━━━━━ Texto para leitura
A injustiça social é coisa antiga, derivada do modelo econômico que, além de depredar a natureza, gera mais pobreza que pode gerenciar e superar. Ele implica grande acúmulo de bens e serviços de um lado à custa de clamorosa pobreza e miséria de outro. Os dados falam por si: há um bilhão de pessoas que vive no limite da sobrevivência com apenas um dólar ao dia. E há, 2,6 bilhões (40% da humanidade) que vive com menos de dois dólares diários. As consequências são perversas. Basta citar um fato: contam-se entre 350-500 milhões de casos de malária com um milhão de vítimas anuais, evitáveis.

Essa anti-realidade foi por muito tempo mantida invisível para ocultar o fracasso do modelo econômico capitalista feito para criar riqueza para poucos e não bem-estar para a humanidade.
━━━━━━━━━━
━━━━━ Dados fornecidos
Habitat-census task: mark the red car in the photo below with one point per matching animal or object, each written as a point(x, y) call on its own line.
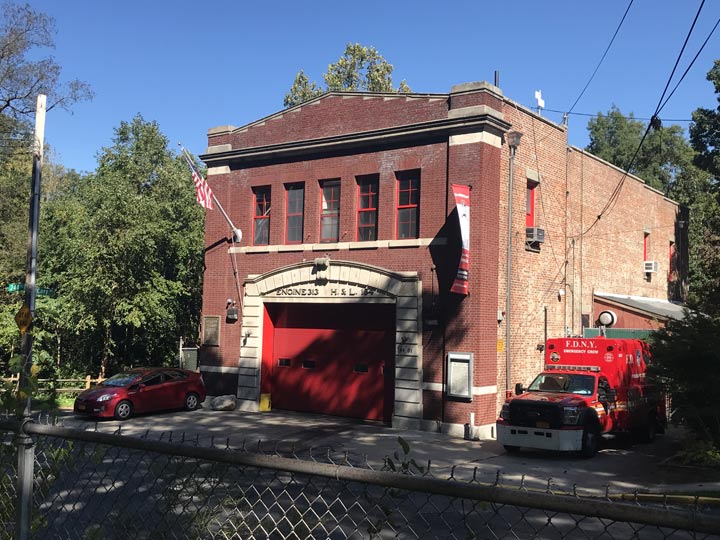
point(142, 390)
━━━━━━━━━━
[Objetivo do exercício] Transcreva, do texto acima sobre injustiça social, o trecho que começa em "A injustiça social" e termina em "vítimas anuais, evitáveis.", sem alterar nenhuma palavra.

[Resultado da tarefa]
A injustiça social é coisa antiga, derivada do modelo econômico que, além de depredar a natureza, gera mais pobreza que pode gerenciar e superar. Ele implica grande acúmulo de bens e serviços de um lado à custa de clamorosa pobreza e miséria de outro. Os dados falam por si: há um bilhão de pessoas que vive no limite da sobrevivência com apenas um dólar ao dia. E há, 2,6 bilhões (40% da humanidade) que vive com menos de dois dólares diários. As consequências são perversas. Basta citar um fato: contam-se entre 350-500 milhões de casos de malária com um milhão de vítimas anuais, evitáveis.